# [Problem requirements]
Your answer must be the exact lines below, starting with the line with "Autonomous forklift vision pipeline — detect the black shorts" and going on through the line with "Autonomous forklift vision pipeline — detect the player's hand", both included, with no pictures.
:: Extracted records
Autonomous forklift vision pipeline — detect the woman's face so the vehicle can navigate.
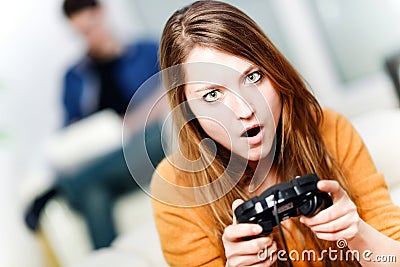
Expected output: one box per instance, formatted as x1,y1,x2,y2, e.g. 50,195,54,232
183,46,282,162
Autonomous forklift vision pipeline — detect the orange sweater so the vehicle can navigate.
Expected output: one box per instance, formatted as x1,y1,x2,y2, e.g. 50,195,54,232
151,109,400,266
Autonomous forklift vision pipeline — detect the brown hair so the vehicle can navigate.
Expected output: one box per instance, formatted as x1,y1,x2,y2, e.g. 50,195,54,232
160,1,359,266
62,0,98,18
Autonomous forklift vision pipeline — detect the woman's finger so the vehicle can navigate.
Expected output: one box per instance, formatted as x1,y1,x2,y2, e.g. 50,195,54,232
317,180,344,201
232,199,244,225
300,198,356,226
223,223,263,241
226,240,277,267
306,212,358,234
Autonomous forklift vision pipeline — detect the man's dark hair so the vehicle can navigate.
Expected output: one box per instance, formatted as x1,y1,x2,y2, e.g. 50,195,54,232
62,0,99,18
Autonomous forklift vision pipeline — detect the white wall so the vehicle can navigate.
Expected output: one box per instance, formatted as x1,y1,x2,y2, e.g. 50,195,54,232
271,0,399,118
0,0,80,266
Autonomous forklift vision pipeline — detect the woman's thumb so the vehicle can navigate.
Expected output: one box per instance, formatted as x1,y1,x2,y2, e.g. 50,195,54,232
232,199,245,224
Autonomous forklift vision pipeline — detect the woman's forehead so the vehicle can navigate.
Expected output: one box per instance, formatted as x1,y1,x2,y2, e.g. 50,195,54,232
183,47,257,93
184,46,255,73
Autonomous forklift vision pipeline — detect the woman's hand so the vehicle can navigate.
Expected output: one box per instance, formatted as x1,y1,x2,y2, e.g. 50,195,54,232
300,180,360,241
223,199,277,267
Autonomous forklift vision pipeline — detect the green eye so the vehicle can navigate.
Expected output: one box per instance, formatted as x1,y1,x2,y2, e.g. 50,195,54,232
203,90,222,102
246,71,262,83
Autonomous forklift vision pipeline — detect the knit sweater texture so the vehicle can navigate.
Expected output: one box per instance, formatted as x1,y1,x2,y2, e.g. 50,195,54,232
151,109,400,266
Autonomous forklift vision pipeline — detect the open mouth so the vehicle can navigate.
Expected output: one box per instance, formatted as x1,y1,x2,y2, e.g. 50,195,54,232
241,126,263,138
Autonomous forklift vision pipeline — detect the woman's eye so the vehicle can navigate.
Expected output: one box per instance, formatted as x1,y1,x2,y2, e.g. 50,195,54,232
245,71,262,84
203,90,222,102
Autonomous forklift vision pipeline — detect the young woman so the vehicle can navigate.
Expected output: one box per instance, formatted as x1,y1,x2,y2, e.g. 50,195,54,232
151,1,400,266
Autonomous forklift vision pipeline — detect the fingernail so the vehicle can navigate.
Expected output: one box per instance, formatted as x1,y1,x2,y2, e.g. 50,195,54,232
253,225,262,233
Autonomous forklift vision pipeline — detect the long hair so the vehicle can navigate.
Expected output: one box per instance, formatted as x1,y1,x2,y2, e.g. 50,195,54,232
159,1,359,266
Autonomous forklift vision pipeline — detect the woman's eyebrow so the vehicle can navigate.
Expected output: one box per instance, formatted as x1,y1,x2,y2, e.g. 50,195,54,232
242,64,258,76
191,64,259,94
193,84,219,93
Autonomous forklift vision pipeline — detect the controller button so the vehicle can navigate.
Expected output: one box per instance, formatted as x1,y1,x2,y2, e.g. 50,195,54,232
255,202,263,213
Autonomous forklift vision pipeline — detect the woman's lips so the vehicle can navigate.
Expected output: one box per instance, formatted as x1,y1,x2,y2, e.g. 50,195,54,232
240,125,264,145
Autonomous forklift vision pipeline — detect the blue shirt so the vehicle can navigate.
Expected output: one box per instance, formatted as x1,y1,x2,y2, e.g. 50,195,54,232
62,40,160,126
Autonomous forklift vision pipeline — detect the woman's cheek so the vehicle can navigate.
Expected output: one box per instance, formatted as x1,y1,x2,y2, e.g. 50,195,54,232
198,118,231,147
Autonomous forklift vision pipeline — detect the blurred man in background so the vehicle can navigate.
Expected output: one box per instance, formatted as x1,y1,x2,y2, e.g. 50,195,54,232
25,0,166,249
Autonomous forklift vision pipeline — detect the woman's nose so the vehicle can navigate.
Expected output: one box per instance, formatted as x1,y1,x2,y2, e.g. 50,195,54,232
231,94,254,119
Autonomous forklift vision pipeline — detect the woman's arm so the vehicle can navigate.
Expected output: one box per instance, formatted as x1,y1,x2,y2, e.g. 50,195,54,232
301,180,400,266
151,159,225,266
350,218,400,266
152,198,224,266
303,109,400,265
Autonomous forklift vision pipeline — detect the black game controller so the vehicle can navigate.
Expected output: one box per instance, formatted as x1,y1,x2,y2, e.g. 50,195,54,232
234,174,333,237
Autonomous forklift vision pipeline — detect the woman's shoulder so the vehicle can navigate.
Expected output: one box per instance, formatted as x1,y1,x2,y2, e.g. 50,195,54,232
321,108,349,128
320,108,355,142
153,157,174,177
150,156,193,207
320,108,366,165
151,157,176,197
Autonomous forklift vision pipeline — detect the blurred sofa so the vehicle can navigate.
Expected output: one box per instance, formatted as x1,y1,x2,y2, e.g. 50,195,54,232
31,109,167,267
40,191,168,267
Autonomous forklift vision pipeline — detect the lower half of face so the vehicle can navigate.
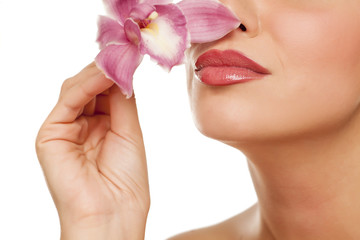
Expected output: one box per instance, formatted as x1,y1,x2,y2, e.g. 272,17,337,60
187,1,360,145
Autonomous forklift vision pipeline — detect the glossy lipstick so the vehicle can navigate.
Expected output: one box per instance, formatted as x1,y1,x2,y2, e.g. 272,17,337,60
195,49,270,86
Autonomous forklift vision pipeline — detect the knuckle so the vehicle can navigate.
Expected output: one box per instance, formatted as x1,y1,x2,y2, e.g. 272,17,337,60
58,78,75,101
79,83,94,99
35,130,46,163
60,77,73,94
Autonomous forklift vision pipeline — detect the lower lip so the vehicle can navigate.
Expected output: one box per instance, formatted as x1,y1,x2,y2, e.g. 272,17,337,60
196,66,267,86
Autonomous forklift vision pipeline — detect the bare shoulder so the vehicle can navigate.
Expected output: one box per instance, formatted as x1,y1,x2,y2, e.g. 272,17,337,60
167,204,258,240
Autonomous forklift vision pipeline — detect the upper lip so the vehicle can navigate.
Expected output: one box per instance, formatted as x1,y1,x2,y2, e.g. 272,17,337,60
195,49,270,74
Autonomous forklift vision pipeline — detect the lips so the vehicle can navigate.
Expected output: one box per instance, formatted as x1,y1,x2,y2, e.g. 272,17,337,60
195,49,270,86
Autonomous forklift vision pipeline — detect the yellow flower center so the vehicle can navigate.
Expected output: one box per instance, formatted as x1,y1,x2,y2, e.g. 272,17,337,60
138,11,158,29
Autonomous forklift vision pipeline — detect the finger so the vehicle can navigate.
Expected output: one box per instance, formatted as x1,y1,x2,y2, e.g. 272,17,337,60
83,98,96,116
101,89,110,96
83,88,112,116
60,62,100,94
47,69,114,124
94,95,110,115
109,85,142,137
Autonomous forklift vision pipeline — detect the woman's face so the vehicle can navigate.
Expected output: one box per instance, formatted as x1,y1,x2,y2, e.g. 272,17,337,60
186,0,360,144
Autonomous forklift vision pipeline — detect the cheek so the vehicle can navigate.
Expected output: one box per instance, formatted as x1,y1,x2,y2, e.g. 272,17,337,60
267,8,360,81
264,9,360,131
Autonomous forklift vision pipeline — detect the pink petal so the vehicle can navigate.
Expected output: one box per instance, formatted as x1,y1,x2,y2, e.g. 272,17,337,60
104,0,139,24
129,3,156,20
95,43,143,98
140,0,172,5
97,16,129,49
177,0,240,43
139,4,189,71
124,18,141,45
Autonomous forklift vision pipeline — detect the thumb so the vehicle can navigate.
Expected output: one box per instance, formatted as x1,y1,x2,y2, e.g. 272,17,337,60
105,85,150,203
109,85,143,139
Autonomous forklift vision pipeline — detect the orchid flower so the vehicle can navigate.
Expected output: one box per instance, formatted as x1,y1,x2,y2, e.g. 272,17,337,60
95,0,240,98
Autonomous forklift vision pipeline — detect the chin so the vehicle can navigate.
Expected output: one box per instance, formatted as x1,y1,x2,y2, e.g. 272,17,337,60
192,101,360,151
189,84,360,148
189,84,273,144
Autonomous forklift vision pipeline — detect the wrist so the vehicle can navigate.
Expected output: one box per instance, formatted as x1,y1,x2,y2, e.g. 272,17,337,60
60,212,148,240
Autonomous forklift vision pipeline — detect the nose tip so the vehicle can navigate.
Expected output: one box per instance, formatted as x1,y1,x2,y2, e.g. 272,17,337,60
236,19,261,38
230,1,261,38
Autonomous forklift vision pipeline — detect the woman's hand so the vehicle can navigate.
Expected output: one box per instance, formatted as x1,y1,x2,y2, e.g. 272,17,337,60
35,62,150,240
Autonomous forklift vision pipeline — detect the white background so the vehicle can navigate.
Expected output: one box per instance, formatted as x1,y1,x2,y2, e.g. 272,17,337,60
0,0,257,239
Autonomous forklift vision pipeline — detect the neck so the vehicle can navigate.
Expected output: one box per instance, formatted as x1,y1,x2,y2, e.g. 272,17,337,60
232,114,360,240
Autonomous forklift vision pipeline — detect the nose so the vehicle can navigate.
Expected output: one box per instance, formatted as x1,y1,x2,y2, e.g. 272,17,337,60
239,23,247,32
229,0,261,38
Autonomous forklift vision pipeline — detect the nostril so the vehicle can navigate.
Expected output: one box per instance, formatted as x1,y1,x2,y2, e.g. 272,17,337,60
239,23,247,32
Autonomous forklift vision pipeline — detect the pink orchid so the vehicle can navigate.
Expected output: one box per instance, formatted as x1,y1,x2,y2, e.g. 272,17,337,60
95,0,240,98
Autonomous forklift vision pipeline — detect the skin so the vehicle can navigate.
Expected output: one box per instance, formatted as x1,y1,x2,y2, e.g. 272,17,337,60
36,63,150,240
177,0,360,239
35,0,360,239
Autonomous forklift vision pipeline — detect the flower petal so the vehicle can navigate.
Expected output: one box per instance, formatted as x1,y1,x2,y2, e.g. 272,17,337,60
97,16,129,49
95,43,143,98
129,3,156,20
177,0,240,43
104,0,139,23
139,4,189,71
124,18,142,45
140,0,172,5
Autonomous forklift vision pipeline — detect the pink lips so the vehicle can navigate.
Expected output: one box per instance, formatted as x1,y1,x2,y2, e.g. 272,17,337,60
195,49,270,86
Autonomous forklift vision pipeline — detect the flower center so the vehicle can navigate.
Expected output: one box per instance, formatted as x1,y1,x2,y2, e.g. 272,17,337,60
137,11,158,29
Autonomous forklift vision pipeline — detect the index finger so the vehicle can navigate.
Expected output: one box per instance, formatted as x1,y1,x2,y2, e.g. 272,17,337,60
45,63,114,124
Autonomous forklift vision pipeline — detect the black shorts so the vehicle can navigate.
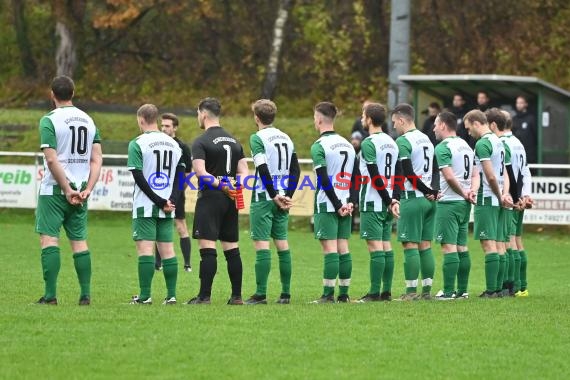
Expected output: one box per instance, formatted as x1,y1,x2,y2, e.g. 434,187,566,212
175,191,186,220
192,190,239,242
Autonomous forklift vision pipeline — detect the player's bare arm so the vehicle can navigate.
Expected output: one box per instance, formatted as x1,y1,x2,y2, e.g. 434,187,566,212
80,143,103,200
42,147,81,205
481,160,502,203
441,166,470,201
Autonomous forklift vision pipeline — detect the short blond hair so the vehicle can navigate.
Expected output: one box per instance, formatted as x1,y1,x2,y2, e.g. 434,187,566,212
252,99,277,125
137,104,159,124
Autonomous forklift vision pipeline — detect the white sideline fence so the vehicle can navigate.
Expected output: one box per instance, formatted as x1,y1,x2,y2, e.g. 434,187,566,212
1,152,569,224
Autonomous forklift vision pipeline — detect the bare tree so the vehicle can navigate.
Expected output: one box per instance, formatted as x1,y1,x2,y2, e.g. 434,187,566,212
261,0,293,99
52,0,86,77
12,0,37,78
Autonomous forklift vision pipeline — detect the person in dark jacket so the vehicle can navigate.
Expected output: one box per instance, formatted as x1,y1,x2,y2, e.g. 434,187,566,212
421,102,440,146
512,95,537,164
450,93,475,149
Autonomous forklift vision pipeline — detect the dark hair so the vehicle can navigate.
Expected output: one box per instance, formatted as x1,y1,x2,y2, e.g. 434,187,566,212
485,107,507,131
137,104,159,124
252,99,277,125
437,111,457,132
391,103,414,121
516,94,529,103
51,76,74,101
453,93,464,100
477,90,489,98
314,101,337,120
364,103,387,127
198,97,221,117
429,102,441,110
463,109,487,125
161,113,179,127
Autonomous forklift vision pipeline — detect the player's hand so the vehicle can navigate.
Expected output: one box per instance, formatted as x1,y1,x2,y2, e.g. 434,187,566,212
80,189,91,201
163,199,175,213
283,196,293,208
346,202,354,216
273,195,290,210
337,204,351,217
221,185,238,200
65,189,83,206
524,196,534,209
390,200,400,218
501,194,514,208
467,190,477,205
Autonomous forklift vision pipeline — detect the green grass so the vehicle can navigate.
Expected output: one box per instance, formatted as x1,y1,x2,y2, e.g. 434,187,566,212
0,208,569,379
0,108,355,158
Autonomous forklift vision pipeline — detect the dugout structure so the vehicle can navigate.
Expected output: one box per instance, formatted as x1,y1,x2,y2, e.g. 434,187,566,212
399,74,570,173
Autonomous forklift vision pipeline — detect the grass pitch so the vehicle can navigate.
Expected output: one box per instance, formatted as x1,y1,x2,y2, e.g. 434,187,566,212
0,209,569,379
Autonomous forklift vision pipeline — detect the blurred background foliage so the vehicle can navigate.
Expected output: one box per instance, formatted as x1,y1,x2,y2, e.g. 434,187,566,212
1,0,569,116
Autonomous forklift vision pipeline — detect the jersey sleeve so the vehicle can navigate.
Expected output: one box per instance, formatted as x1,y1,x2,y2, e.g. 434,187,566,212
93,128,102,144
250,134,266,167
191,139,205,161
127,140,143,171
39,116,57,149
396,136,412,160
434,142,452,168
310,142,326,169
360,138,377,164
502,141,512,165
475,138,492,161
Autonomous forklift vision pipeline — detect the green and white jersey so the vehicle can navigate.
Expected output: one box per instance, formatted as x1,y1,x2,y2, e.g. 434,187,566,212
39,106,101,195
396,129,434,197
311,131,356,213
501,132,532,196
250,127,295,202
474,132,508,206
435,136,475,202
359,132,398,211
127,131,183,219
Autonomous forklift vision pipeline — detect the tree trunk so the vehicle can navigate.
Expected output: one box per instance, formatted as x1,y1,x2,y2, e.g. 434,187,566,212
260,0,292,100
55,21,76,76
12,0,37,78
387,0,411,110
52,0,86,78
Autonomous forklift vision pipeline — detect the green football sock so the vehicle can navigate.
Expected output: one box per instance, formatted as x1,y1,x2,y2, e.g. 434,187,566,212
484,253,499,293
442,252,459,296
369,251,385,294
138,255,155,300
323,253,339,297
41,246,61,301
507,248,515,282
277,250,292,295
404,248,420,294
382,250,394,293
513,250,521,292
503,250,510,286
419,248,435,294
457,251,471,295
254,249,272,296
73,250,91,298
520,250,528,291
496,255,506,292
162,257,178,299
338,253,352,296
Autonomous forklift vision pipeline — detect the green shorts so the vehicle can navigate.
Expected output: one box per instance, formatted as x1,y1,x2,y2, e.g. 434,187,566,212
249,200,289,241
498,208,513,242
435,201,471,246
397,196,436,243
35,195,88,240
474,205,500,241
314,212,352,240
132,217,174,242
360,211,393,241
513,210,524,237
::::
# [Response to the task]
Autonomous forklift vision pipeline — detect the black shorts so the vehicle can navigate.
Expected output: one box per instance, formatted as x1,y1,x2,y2, e.g. 434,187,566,212
175,191,186,220
192,190,239,242
Autonomous forklift vision pipeline — detect the player's bare arm so the vehicle can navigate.
Expected output: one box per instance, formatted as x1,y1,x2,y2, e.g. 434,187,566,212
80,143,103,200
42,147,81,205
481,160,502,203
441,166,470,201
Autonomous forklift vision pipeline — detect the short blond hair so the vehicle can navigate.
Expected output: one box per instance, formatted as x1,y1,x2,y2, e.g. 434,187,566,212
252,99,277,125
137,104,159,124
Autonomous forklift vision pipeline — detect the white sideline fence so the vehicle can navigate.
Expected output: one box per instance, formatted as x1,y1,x2,y2, e.g. 434,187,566,212
1,152,569,224
Autonomous forklift vision pipeline — detect the bare tree so the vehicle can navigate.
Expected output: one box per instance, formatted as x1,y1,x2,y2, e.g. 434,187,566,212
261,0,293,99
52,0,86,77
12,0,37,78
Autonomous forklift vision pipeline — detect the person in dark jacket so the vehicle can navigate.
Expected output: one box per instance, formatted as x1,y1,x2,y2, e.g. 434,187,566,212
421,102,440,146
512,95,537,164
450,93,475,149
Autonomous forklift vision pipeline — detect the dark hair so the vehicle can navigate.
Expected output: one box per instance, formatted as x1,y1,x2,y2, e.g. 434,187,566,212
485,107,507,131
137,104,159,124
252,99,277,125
437,111,457,132
391,103,414,121
516,94,529,103
51,76,74,101
453,93,464,100
477,90,489,98
314,101,337,120
364,103,387,127
198,97,221,117
429,102,441,110
463,109,487,125
161,113,179,127
Autonomous forklift vision pipeline — detect the player's hand so the vehicle can navigate.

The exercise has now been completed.